- _Task description_
Locate every line below that contains the word "dress" and copy it.

┌─ Data

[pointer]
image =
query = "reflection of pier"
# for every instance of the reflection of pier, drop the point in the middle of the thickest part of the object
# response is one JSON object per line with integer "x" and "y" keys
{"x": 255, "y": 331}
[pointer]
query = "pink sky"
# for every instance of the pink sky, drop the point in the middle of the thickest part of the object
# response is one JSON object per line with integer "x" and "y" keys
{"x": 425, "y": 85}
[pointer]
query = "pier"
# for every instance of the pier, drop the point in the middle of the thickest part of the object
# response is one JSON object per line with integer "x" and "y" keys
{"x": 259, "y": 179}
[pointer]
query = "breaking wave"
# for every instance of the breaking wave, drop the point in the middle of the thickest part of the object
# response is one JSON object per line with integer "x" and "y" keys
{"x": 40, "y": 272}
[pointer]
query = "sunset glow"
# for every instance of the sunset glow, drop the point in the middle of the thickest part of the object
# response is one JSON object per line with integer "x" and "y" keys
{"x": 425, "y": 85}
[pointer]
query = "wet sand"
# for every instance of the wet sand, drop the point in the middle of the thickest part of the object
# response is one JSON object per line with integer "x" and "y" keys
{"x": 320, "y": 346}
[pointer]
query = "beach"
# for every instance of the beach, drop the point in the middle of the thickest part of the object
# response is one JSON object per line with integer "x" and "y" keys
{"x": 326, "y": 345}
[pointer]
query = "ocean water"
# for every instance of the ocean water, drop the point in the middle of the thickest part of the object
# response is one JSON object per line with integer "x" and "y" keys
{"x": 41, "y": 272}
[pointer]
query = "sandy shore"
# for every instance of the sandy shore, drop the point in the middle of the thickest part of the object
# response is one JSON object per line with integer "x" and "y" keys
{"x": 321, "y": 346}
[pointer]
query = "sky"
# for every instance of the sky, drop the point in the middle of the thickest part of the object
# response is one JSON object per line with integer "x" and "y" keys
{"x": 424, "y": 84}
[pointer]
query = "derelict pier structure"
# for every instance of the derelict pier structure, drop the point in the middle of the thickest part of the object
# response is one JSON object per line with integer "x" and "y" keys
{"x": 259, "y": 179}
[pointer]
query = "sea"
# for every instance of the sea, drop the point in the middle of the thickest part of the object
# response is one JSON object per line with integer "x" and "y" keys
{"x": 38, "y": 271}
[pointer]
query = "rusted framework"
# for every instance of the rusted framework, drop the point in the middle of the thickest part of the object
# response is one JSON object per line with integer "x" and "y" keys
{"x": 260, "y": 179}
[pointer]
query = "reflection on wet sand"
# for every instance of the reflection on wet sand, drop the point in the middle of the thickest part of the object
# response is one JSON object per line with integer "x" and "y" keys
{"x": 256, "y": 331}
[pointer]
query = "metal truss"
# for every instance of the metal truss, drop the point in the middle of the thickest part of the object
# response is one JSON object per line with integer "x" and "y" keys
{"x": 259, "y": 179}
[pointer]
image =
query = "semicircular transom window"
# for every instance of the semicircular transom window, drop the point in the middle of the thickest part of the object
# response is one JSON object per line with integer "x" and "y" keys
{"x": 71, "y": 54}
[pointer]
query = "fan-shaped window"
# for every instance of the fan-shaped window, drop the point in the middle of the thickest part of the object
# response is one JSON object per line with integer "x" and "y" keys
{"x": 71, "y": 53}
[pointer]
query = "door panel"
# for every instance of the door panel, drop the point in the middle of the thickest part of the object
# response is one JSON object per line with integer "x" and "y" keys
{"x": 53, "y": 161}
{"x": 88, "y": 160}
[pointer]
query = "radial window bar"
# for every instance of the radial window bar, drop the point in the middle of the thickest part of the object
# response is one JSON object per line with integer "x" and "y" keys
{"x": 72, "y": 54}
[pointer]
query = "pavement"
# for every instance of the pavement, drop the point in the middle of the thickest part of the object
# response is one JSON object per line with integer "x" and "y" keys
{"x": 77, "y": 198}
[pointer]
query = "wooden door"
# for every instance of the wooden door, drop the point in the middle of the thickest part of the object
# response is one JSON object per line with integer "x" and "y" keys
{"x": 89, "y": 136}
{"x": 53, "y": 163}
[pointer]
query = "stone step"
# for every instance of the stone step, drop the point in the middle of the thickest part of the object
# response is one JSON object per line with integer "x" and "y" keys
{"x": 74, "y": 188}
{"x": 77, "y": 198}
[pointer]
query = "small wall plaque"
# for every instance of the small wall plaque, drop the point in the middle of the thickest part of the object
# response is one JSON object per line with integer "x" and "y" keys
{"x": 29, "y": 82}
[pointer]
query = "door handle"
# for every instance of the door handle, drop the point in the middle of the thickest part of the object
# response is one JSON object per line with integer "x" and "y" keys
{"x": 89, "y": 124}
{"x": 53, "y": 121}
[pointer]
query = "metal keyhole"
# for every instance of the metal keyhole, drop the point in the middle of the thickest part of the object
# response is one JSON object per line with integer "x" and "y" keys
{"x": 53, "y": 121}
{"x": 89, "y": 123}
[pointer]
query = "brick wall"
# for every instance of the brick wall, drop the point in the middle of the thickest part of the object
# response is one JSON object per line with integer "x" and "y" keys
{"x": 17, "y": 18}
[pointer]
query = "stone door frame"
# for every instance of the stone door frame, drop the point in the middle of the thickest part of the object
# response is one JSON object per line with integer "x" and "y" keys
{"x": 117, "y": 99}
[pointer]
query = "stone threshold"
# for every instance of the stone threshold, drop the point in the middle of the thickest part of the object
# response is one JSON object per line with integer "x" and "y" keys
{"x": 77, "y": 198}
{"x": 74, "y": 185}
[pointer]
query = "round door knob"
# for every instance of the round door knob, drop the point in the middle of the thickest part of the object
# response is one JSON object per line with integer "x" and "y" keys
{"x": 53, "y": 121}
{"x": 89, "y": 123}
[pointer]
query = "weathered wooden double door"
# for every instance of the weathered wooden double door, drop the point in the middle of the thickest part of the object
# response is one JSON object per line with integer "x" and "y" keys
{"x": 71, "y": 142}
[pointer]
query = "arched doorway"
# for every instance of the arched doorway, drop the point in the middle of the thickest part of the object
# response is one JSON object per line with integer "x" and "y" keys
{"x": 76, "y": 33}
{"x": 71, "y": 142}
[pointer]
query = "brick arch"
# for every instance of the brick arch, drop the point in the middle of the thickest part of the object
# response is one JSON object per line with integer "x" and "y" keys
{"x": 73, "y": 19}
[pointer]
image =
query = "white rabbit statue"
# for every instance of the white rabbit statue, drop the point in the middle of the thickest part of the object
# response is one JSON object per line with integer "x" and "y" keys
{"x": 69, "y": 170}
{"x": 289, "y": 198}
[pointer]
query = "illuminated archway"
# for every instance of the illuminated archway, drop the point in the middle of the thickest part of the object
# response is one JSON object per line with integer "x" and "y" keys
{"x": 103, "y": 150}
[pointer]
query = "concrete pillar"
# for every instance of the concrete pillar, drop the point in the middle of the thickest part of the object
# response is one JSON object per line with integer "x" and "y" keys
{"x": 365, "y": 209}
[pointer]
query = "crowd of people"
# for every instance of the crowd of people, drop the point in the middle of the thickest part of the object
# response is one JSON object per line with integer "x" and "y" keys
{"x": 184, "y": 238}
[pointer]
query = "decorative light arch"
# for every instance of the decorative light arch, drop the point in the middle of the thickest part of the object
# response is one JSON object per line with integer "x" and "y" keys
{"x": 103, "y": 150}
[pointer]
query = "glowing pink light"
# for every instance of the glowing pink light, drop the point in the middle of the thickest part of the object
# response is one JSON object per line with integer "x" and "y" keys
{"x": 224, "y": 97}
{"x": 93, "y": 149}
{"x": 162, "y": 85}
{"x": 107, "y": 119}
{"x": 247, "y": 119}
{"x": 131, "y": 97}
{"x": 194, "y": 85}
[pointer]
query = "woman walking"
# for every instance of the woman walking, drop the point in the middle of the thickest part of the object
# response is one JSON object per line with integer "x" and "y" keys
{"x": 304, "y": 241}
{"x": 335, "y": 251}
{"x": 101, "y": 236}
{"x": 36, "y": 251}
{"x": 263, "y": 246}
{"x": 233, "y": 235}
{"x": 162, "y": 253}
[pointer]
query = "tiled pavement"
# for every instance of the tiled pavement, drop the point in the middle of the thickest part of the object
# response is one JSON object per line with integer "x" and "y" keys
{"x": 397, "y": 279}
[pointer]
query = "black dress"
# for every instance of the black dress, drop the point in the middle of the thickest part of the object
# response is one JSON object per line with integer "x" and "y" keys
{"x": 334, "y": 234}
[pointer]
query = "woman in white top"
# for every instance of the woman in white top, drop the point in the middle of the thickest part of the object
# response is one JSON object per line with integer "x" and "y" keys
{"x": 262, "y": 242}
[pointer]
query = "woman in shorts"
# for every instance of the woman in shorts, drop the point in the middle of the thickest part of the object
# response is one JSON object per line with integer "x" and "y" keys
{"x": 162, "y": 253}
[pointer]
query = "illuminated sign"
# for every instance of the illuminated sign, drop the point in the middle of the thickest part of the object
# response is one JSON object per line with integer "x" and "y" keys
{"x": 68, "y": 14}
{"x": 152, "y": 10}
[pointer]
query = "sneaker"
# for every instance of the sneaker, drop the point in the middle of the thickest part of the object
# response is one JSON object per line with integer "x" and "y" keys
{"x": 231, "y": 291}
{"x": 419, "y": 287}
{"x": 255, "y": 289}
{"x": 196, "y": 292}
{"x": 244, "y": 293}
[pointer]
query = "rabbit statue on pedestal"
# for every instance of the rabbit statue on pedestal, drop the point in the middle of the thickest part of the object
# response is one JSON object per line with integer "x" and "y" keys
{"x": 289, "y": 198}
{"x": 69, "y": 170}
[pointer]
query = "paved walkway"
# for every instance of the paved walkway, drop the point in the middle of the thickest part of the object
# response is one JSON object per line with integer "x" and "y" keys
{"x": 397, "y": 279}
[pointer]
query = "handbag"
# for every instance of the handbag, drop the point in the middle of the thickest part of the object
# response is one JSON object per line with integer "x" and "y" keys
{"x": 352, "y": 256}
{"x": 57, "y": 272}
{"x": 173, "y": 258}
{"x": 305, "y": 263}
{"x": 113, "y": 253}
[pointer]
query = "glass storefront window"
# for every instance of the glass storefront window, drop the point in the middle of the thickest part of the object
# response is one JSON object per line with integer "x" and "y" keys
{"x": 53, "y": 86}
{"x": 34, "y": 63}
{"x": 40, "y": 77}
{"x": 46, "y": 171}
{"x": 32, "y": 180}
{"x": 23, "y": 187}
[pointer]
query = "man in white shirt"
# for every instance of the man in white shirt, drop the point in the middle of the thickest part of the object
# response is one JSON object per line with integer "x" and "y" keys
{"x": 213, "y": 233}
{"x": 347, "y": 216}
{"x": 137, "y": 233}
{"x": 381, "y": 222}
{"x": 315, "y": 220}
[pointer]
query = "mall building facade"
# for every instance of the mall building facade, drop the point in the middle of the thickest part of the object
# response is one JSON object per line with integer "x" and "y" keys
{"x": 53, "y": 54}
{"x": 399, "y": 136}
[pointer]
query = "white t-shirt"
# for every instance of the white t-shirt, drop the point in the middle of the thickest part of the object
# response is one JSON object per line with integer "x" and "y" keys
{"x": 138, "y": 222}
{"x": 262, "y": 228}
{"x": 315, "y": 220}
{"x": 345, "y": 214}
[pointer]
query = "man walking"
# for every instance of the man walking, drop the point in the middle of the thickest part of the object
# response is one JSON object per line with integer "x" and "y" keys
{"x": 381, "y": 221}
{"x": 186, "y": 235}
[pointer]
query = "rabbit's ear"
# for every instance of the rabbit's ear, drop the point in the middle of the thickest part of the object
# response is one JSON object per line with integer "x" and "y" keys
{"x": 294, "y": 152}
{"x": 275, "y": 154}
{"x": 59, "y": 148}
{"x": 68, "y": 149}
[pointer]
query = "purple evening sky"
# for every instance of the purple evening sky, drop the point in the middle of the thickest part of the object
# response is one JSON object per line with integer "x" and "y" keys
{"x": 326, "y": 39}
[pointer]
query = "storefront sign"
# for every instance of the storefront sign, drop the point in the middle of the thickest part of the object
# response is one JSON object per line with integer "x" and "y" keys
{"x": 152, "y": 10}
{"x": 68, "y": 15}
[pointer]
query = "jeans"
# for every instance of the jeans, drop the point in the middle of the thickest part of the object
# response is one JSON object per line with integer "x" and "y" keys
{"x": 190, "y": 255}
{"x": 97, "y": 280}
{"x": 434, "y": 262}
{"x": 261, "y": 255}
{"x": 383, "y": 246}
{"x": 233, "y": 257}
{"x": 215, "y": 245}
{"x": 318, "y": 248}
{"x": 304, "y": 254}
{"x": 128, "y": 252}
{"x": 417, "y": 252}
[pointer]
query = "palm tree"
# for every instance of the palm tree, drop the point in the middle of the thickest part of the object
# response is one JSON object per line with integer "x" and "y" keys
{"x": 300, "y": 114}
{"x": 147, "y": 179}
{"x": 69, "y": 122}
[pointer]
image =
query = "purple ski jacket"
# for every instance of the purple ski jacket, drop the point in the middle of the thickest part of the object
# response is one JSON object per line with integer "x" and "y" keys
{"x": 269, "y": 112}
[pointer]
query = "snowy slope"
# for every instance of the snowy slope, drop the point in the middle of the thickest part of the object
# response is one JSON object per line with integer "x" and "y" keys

└─

- _Finished exercise_
query = "black dress"
# for every instance of the black dress, drop the point in the middle of the thickest part of the object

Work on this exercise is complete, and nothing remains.